Records supplied:
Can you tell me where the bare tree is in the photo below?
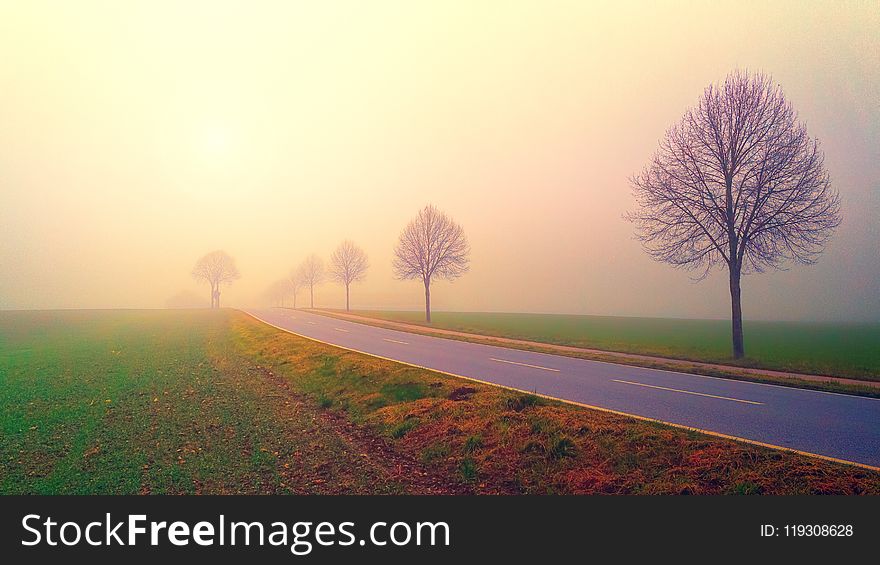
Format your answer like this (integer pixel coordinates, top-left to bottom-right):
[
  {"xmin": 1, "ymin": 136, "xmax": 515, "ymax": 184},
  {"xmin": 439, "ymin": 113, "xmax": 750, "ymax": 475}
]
[
  {"xmin": 287, "ymin": 265, "xmax": 305, "ymax": 310},
  {"xmin": 330, "ymin": 239, "xmax": 370, "ymax": 311},
  {"xmin": 393, "ymin": 205, "xmax": 470, "ymax": 323},
  {"xmin": 298, "ymin": 253, "xmax": 324, "ymax": 308},
  {"xmin": 192, "ymin": 250, "xmax": 241, "ymax": 308},
  {"xmin": 627, "ymin": 71, "xmax": 840, "ymax": 359}
]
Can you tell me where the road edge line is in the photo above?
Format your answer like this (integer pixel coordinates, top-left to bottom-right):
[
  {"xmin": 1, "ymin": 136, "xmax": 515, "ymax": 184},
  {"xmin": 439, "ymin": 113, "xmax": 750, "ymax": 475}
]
[{"xmin": 238, "ymin": 310, "xmax": 880, "ymax": 471}]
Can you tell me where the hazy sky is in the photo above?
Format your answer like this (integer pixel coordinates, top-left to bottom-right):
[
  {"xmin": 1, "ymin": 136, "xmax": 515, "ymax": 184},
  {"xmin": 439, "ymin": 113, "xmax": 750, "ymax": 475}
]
[{"xmin": 0, "ymin": 0, "xmax": 880, "ymax": 321}]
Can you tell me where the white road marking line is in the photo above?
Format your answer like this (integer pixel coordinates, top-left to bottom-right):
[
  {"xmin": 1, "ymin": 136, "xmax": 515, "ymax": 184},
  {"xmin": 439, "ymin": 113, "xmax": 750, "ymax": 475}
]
[
  {"xmin": 489, "ymin": 357, "xmax": 559, "ymax": 373},
  {"xmin": 240, "ymin": 310, "xmax": 880, "ymax": 471},
  {"xmin": 611, "ymin": 379, "xmax": 764, "ymax": 406}
]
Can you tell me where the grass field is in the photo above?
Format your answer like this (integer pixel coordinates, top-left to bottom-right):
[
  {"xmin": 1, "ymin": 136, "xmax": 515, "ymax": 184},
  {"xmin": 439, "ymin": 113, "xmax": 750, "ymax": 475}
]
[
  {"xmin": 338, "ymin": 310, "xmax": 880, "ymax": 380},
  {"xmin": 0, "ymin": 310, "xmax": 880, "ymax": 494}
]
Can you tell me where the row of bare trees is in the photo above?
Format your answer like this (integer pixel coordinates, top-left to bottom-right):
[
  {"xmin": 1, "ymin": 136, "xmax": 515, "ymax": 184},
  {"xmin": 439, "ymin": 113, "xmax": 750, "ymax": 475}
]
[
  {"xmin": 267, "ymin": 205, "xmax": 470, "ymax": 322},
  {"xmin": 269, "ymin": 240, "xmax": 370, "ymax": 310},
  {"xmin": 193, "ymin": 71, "xmax": 841, "ymax": 358}
]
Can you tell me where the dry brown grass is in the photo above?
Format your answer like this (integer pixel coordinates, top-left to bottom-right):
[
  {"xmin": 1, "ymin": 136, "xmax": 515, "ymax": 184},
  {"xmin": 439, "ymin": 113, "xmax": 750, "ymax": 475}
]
[{"xmin": 231, "ymin": 313, "xmax": 880, "ymax": 494}]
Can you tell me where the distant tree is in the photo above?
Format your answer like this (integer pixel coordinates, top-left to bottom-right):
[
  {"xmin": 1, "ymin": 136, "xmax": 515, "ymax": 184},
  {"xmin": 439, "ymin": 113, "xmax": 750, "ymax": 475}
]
[
  {"xmin": 627, "ymin": 71, "xmax": 840, "ymax": 359},
  {"xmin": 298, "ymin": 253, "xmax": 324, "ymax": 308},
  {"xmin": 393, "ymin": 205, "xmax": 470, "ymax": 323},
  {"xmin": 287, "ymin": 265, "xmax": 305, "ymax": 310},
  {"xmin": 192, "ymin": 250, "xmax": 241, "ymax": 308},
  {"xmin": 330, "ymin": 239, "xmax": 370, "ymax": 311}
]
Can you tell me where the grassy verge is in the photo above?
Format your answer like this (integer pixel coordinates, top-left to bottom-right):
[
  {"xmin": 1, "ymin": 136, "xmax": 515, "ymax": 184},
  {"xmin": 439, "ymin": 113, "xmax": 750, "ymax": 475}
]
[
  {"xmin": 314, "ymin": 309, "xmax": 880, "ymax": 398},
  {"xmin": 0, "ymin": 311, "xmax": 880, "ymax": 494},
  {"xmin": 232, "ymin": 310, "xmax": 880, "ymax": 494},
  {"xmin": 0, "ymin": 311, "xmax": 454, "ymax": 494},
  {"xmin": 330, "ymin": 310, "xmax": 880, "ymax": 381}
]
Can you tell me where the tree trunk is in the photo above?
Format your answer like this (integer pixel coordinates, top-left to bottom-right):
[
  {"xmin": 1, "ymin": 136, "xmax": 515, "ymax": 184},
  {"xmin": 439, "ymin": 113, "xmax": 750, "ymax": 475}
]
[
  {"xmin": 730, "ymin": 267, "xmax": 745, "ymax": 359},
  {"xmin": 425, "ymin": 281, "xmax": 431, "ymax": 324}
]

Task objective:
Go through the material above and print all of it exactly, except the pictures.

Solution for this problem:
Can you tell me where the bare tree is in the photo below?
Format your answer like this (integer pixel coordinates, top-left to bottom-right):
[
  {"xmin": 1, "ymin": 136, "xmax": 515, "ymax": 184},
  {"xmin": 439, "ymin": 113, "xmax": 750, "ymax": 475}
]
[
  {"xmin": 287, "ymin": 265, "xmax": 305, "ymax": 310},
  {"xmin": 330, "ymin": 239, "xmax": 370, "ymax": 311},
  {"xmin": 393, "ymin": 205, "xmax": 470, "ymax": 323},
  {"xmin": 298, "ymin": 253, "xmax": 324, "ymax": 308},
  {"xmin": 192, "ymin": 250, "xmax": 241, "ymax": 308},
  {"xmin": 627, "ymin": 71, "xmax": 840, "ymax": 359}
]
Can you tell me where the road edge line is in the photo above?
Format your answer like this (integer pixel coordinates, top-left to bottom-right):
[
  {"xmin": 1, "ymin": 136, "xmax": 515, "ymax": 184},
  {"xmin": 439, "ymin": 113, "xmax": 750, "ymax": 475}
]
[{"xmin": 238, "ymin": 310, "xmax": 880, "ymax": 471}]
Can you tell me where the hazy sky is in the photo above?
Format your answer like this (integer pixel coordinates, top-left to bottom-right):
[
  {"xmin": 1, "ymin": 136, "xmax": 515, "ymax": 184},
  {"xmin": 439, "ymin": 113, "xmax": 750, "ymax": 475}
]
[{"xmin": 0, "ymin": 0, "xmax": 880, "ymax": 321}]
Can you tell me where the white road marking line is in the photo above?
Format your answer like this (integer pixel coordinates, top-left to bottom-right):
[
  {"xmin": 1, "ymin": 136, "xmax": 515, "ymax": 184},
  {"xmin": 439, "ymin": 113, "xmax": 750, "ymax": 475}
]
[
  {"xmin": 489, "ymin": 357, "xmax": 559, "ymax": 373},
  {"xmin": 240, "ymin": 310, "xmax": 880, "ymax": 471},
  {"xmin": 611, "ymin": 379, "xmax": 764, "ymax": 406}
]
Can you tell me where the grass field is in the photo above?
Format your answer like this (integer pixel coordinates, top-left to bottom-right):
[
  {"xmin": 1, "ymin": 136, "xmax": 515, "ymax": 184},
  {"xmin": 439, "ymin": 113, "xmax": 750, "ymax": 475}
]
[
  {"xmin": 338, "ymin": 310, "xmax": 880, "ymax": 380},
  {"xmin": 0, "ymin": 310, "xmax": 880, "ymax": 494}
]
Can you tell me where the row of bare trees is in the photo above?
Format your answer like this (integer pixel coordinates, top-left to bottom-right):
[
  {"xmin": 1, "ymin": 136, "xmax": 515, "ymax": 184},
  {"xmin": 439, "ymin": 113, "xmax": 750, "ymax": 475}
]
[
  {"xmin": 267, "ymin": 205, "xmax": 470, "ymax": 322},
  {"xmin": 269, "ymin": 240, "xmax": 370, "ymax": 310},
  {"xmin": 193, "ymin": 71, "xmax": 841, "ymax": 358}
]
Can you tell me where the dry brown grass is in the photo above?
Format your answer like this (integer pixel coordinates, top-left to bottom-right):
[
  {"xmin": 1, "ymin": 136, "xmax": 515, "ymax": 184},
  {"xmin": 439, "ymin": 113, "xmax": 750, "ymax": 475}
]
[{"xmin": 231, "ymin": 313, "xmax": 880, "ymax": 494}]
Can you tell me where the distant tree is in the photo above?
Format your answer like this (integer pixel coordinates, top-left to bottom-right):
[
  {"xmin": 1, "ymin": 136, "xmax": 515, "ymax": 184},
  {"xmin": 439, "ymin": 113, "xmax": 750, "ymax": 475}
]
[
  {"xmin": 627, "ymin": 71, "xmax": 840, "ymax": 359},
  {"xmin": 298, "ymin": 253, "xmax": 324, "ymax": 308},
  {"xmin": 393, "ymin": 205, "xmax": 470, "ymax": 323},
  {"xmin": 287, "ymin": 265, "xmax": 305, "ymax": 310},
  {"xmin": 192, "ymin": 250, "xmax": 241, "ymax": 308},
  {"xmin": 330, "ymin": 239, "xmax": 370, "ymax": 311}
]
Can you tell me where the grassy verge is in the photo above?
Format your answer like this (integer pixel coordinates, top-left to bottom-right):
[
  {"xmin": 1, "ymin": 136, "xmax": 515, "ymax": 184},
  {"xmin": 439, "ymin": 113, "xmax": 750, "ymax": 475}
]
[
  {"xmin": 314, "ymin": 309, "xmax": 880, "ymax": 398},
  {"xmin": 0, "ymin": 311, "xmax": 880, "ymax": 494},
  {"xmin": 232, "ymin": 310, "xmax": 880, "ymax": 494},
  {"xmin": 0, "ymin": 311, "xmax": 454, "ymax": 494},
  {"xmin": 330, "ymin": 310, "xmax": 880, "ymax": 381}
]
Can you tell me where the tree trunk is in the photo above?
Format your answer like this (integer pixel coordinates, top-left to bottom-right):
[
  {"xmin": 1, "ymin": 136, "xmax": 515, "ymax": 184},
  {"xmin": 439, "ymin": 113, "xmax": 750, "ymax": 475}
]
[
  {"xmin": 730, "ymin": 267, "xmax": 745, "ymax": 359},
  {"xmin": 425, "ymin": 281, "xmax": 431, "ymax": 324}
]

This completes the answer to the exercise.